● **Entries provided**:
--*--

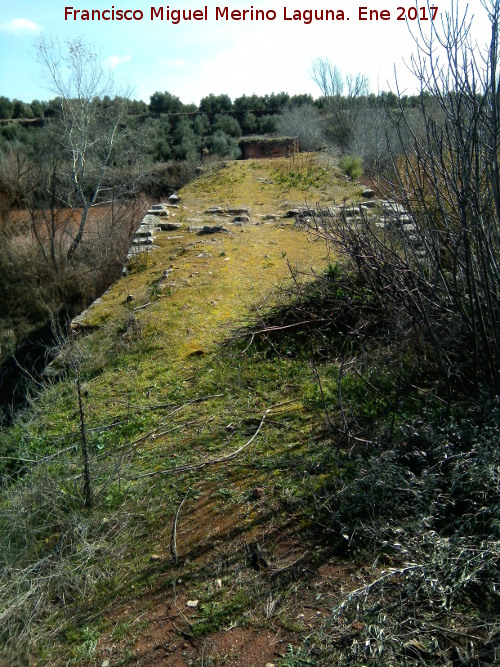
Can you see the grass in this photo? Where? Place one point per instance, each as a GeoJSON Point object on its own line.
{"type": "Point", "coordinates": [174, 374]}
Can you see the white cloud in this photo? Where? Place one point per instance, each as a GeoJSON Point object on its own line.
{"type": "Point", "coordinates": [114, 61]}
{"type": "Point", "coordinates": [175, 62]}
{"type": "Point", "coordinates": [21, 27]}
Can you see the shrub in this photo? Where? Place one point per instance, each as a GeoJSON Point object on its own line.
{"type": "Point", "coordinates": [351, 166]}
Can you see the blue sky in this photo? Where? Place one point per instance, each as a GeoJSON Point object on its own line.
{"type": "Point", "coordinates": [193, 59]}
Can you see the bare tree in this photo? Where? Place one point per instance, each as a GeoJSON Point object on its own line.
{"type": "Point", "coordinates": [443, 272]}
{"type": "Point", "coordinates": [340, 99]}
{"type": "Point", "coordinates": [87, 128]}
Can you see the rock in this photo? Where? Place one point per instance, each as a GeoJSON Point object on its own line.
{"type": "Point", "coordinates": [169, 226]}
{"type": "Point", "coordinates": [216, 229]}
{"type": "Point", "coordinates": [241, 220]}
{"type": "Point", "coordinates": [143, 241]}
{"type": "Point", "coordinates": [161, 212]}
{"type": "Point", "coordinates": [237, 211]}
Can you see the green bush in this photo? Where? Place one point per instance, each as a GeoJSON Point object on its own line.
{"type": "Point", "coordinates": [352, 166]}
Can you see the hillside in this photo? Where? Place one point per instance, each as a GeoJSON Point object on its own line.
{"type": "Point", "coordinates": [233, 519]}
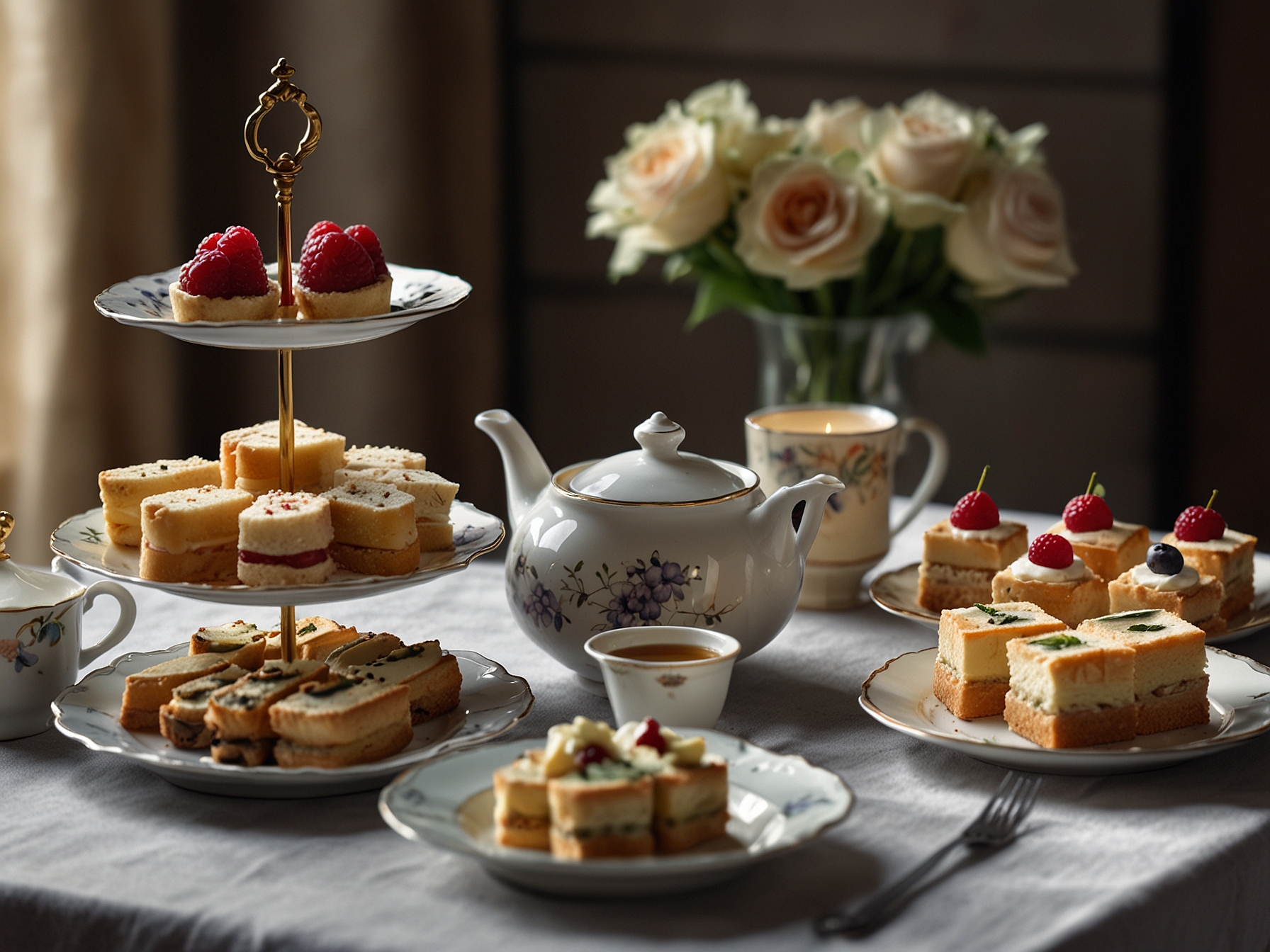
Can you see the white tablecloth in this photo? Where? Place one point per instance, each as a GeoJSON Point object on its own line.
{"type": "Point", "coordinates": [99, 854]}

--*--

● **Work order**: An exact copy of the data above is required, printed without its pictures.

● **Answer box**:
Can you see the grass in this photo? Where? Place one point per instance, each as a GeoJSON Point object on its own line.
{"type": "Point", "coordinates": [174, 374]}
Can you see the white cloud in this photo? Where? Place one point per instance, each as a GeoJSON Point object on its own line.
{"type": "Point", "coordinates": [114, 61]}
{"type": "Point", "coordinates": [175, 62]}
{"type": "Point", "coordinates": [21, 27]}
Can you see the shrub in this photo? Where? Place one point per instance, each as a GeoJSON Point object on its own line.
{"type": "Point", "coordinates": [351, 166]}
Can you see the blue sky in this photo? Where? Place one point per instance, each as a GeoJSON Point object on its own line.
{"type": "Point", "coordinates": [193, 59]}
Can you see the bare tree in this photo? Where? Place one point per instance, each as a GeoJSON Point object on its own line.
{"type": "Point", "coordinates": [443, 272]}
{"type": "Point", "coordinates": [340, 99]}
{"type": "Point", "coordinates": [87, 128]}
Can you see the rock in this photo? Where? Place one point per instance, each as a GeoJSON Point object on its own line.
{"type": "Point", "coordinates": [169, 226]}
{"type": "Point", "coordinates": [216, 229]}
{"type": "Point", "coordinates": [241, 220]}
{"type": "Point", "coordinates": [143, 241]}
{"type": "Point", "coordinates": [161, 212]}
{"type": "Point", "coordinates": [237, 211]}
Can you see the green bush in this photo? Where? Place one point per instance, each as a GeoJSON Point object on its own line.
{"type": "Point", "coordinates": [352, 166]}
Can you see the hillside in this photo? Where? Place one point per instance, each as a GeoJSON Point object on its own line.
{"type": "Point", "coordinates": [233, 519]}
Can you see the white tablecloth in this photo? Where? Place one point per instance, each as a GeoJSON Point object on its own line.
{"type": "Point", "coordinates": [99, 854]}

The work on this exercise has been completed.